** begin STORED ROWS **

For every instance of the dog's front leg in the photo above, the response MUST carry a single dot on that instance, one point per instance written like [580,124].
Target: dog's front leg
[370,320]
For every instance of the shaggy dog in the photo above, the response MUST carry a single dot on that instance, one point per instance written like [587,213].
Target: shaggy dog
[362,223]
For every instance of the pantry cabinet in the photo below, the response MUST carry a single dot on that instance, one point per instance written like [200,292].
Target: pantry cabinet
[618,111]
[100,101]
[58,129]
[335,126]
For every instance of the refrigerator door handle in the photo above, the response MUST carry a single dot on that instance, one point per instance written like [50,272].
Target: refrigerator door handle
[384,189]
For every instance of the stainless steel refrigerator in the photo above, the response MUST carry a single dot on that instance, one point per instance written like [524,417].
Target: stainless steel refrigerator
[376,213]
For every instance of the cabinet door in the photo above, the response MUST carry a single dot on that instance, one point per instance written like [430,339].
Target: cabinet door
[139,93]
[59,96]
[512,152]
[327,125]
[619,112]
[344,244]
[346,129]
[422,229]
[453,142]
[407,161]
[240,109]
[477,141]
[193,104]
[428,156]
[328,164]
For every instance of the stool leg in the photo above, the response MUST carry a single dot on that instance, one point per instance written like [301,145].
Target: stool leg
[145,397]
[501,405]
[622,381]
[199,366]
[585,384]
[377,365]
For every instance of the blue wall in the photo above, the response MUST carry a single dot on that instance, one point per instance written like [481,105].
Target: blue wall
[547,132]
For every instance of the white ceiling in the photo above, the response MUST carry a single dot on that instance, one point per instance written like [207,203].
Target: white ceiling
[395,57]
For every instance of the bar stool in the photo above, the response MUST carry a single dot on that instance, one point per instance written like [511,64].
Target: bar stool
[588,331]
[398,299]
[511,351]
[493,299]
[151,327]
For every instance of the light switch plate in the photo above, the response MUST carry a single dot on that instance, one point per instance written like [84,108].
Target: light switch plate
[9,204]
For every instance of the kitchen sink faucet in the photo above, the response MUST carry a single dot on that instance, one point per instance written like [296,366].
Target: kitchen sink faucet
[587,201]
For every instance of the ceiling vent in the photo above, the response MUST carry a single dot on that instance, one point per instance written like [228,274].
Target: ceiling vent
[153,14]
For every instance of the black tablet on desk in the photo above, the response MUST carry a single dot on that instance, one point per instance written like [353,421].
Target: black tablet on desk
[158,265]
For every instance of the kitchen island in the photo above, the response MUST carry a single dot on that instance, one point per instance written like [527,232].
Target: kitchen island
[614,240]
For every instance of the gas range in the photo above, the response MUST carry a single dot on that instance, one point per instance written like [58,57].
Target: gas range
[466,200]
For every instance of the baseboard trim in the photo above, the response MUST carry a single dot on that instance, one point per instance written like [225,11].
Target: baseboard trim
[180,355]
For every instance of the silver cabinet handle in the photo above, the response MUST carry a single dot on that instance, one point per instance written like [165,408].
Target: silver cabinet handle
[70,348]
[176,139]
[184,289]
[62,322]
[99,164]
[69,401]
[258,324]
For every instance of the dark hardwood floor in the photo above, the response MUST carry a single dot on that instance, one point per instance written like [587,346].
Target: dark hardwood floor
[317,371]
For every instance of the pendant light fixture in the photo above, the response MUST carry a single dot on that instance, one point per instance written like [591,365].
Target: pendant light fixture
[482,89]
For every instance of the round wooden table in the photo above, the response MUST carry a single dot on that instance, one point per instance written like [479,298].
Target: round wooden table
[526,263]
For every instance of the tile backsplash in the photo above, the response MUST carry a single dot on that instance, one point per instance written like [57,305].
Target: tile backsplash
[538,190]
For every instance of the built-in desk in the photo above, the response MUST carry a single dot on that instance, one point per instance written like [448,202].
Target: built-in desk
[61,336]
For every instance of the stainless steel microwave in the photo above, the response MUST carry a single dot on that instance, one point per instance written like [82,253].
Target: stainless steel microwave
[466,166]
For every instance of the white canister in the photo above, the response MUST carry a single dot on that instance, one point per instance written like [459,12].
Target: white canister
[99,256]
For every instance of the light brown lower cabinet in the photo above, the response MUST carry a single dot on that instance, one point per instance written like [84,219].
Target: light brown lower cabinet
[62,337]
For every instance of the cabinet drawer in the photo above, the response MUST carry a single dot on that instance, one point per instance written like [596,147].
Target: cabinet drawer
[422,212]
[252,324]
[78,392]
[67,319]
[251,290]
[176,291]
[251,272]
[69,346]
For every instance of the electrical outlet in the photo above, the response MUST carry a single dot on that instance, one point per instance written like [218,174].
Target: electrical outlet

** end STORED ROWS **

#### WRITTEN PROBLEM:
Set down each entry again, unchanged.

#### REPLY:
For every instance of the dog's front leg in the photo above, the response MUST carry a single dot on that instance, one point per instance written like [580,124].
Target: dog's front leg
[370,320]
For every instance of the shaggy dog in the photo above, the response MUST carry a single dot on that instance, one point per instance written like [587,213].
Target: shaggy dog
[362,223]
For every instance of the pantry cabinet in the photo below, the response MUST carry a single dot on that instance, one point per instance written like [200,292].
Target: pantry cabinet
[618,111]
[100,101]
[58,129]
[335,126]
For every instance of the refrigerator door handle in the photo above, the response MUST carry a single dot on that instance, one point per instance written like [50,272].
Target: refrigerator door handle
[384,189]
For every instance of the stainless steel refrigerator in the photo above, the response MUST carry a single dot on that instance, one point per instance written like [524,417].
Target: stainless steel refrigerator
[376,213]
For every instance of the cabinet door in the photo above, the response MUST carry a single dot on that instance, one point per instance written like [430,339].
Target: cabinet door
[139,93]
[59,96]
[512,152]
[327,125]
[619,112]
[344,244]
[346,129]
[422,229]
[453,142]
[407,161]
[240,109]
[477,141]
[193,104]
[428,156]
[328,164]
For every instance of the stool leg in the photo above, the response MUST carry a single dot on that instance, one point per instance written like [301,145].
Target: stool leg
[145,397]
[501,405]
[622,381]
[199,366]
[585,384]
[377,365]
For every instance of the blue wall in the photo above, the response MUST carry a single dot on that instance, one point per instance written like [481,105].
Target: blue wall
[547,132]
For every instance of the white ceiling in the photo above, the response MUST carry a single dot on that instance, one point per instance written like [207,203].
Target: white ceiling
[395,57]
For every instance of the bar stool in the photo above, the response MUST carry a single dot on that instance, one point per instance written like [511,64].
Target: bar stool
[588,331]
[398,299]
[511,351]
[493,299]
[151,327]
For every instance of the light switch plate in the photo above, the response MUST carry a single dot on that instance, one point per instance written like [84,108].
Target: light switch plate
[9,204]
For every instance of the kitchen sink faucet in the photo above, the response MUST carry a single dot on that instance, one point per instance written like [296,366].
Target: kitchen sink faucet
[587,201]
For every instance of the ceiling vent in the photo above, the response MUST carry a single dot on that instance, one point per instance written like [228,274].
Target: ceiling vent
[153,14]
For every instance of the black tablet on desk in the photo above, the response MUST carry a single dot on that instance, one point per instance written like [353,421].
Target: black tablet on desk
[158,265]
For every instance of the kitchen island in the photo above, the response MUST carry a single dot on that instance, one point per instance written like [527,232].
Target: kitchen island
[614,240]
For every instance of the gas range in the photo above, the response MUST carry a single dot on that instance, one point per instance written like [58,57].
Target: gas range
[466,200]
For every instance of the baseboard trim in the photo above, the response MUST carry a single dot on that instance, one point per instance written like [225,11].
Target: baseboard trim
[180,355]
For every instance of the silver cabinet handle in the photo above, the response MUST carry a single dot on that instance, one point per instance written like [165,408].
Target: silver cabinet handle
[70,348]
[176,139]
[184,289]
[62,322]
[99,164]
[69,401]
[258,324]
For every instance of the dark hardwood floor in the photo above, the response MUST carry a single dot on that instance, one point per instance written like [587,346].
Target: dark hardwood floor
[317,371]
For every instance of the pendant light fixture in the photo above, the response MUST carry a single dot on that instance, one point per instance written like [591,365].
Target: pendant light fixture
[482,89]
For every instance of the round wooden table in the photo above, the response MUST carry a single dot on that instance, one point per instance written like [479,298].
Target: round wooden table
[526,263]
For every instance of the tile backsplash in the photo above, the response MUST carry a single dot on that instance, one point per instance written like [57,305].
Target: tile backsplash
[538,190]
For every instance of the built-in desk in the photo above, the response MUST carry a single dot on that instance, one point per instance written like [448,202].
Target: built-in desk
[61,336]
For every instance of the stainless steel microwave in the photo above, the response MUST carry a single dot on that instance, one point per instance written like [82,253].
Target: stainless steel microwave
[466,166]
For every instance of the white canister in the photo above, the response MUST carry a single dot on that instance, one point per instance written like [459,12].
Target: white canister
[99,256]
For every instance of the light brown lower cabinet in the photo above, the response MUST carry a single dot on that instance, one point per instance written like [84,219].
Target: light brown lower cabinet
[62,337]
For every instance of the cabinet drawer in the photo above, the response MUST carry a single dot on that instance, one point per instance written like [596,147].
Target: cabinet drawer
[422,212]
[252,324]
[78,392]
[67,319]
[251,290]
[176,291]
[251,272]
[69,346]
For every instance of the electrical outlet in the photo above, the response MUST carry a single dot on that instance, one point per instance written like [218,174].
Target: electrical outlet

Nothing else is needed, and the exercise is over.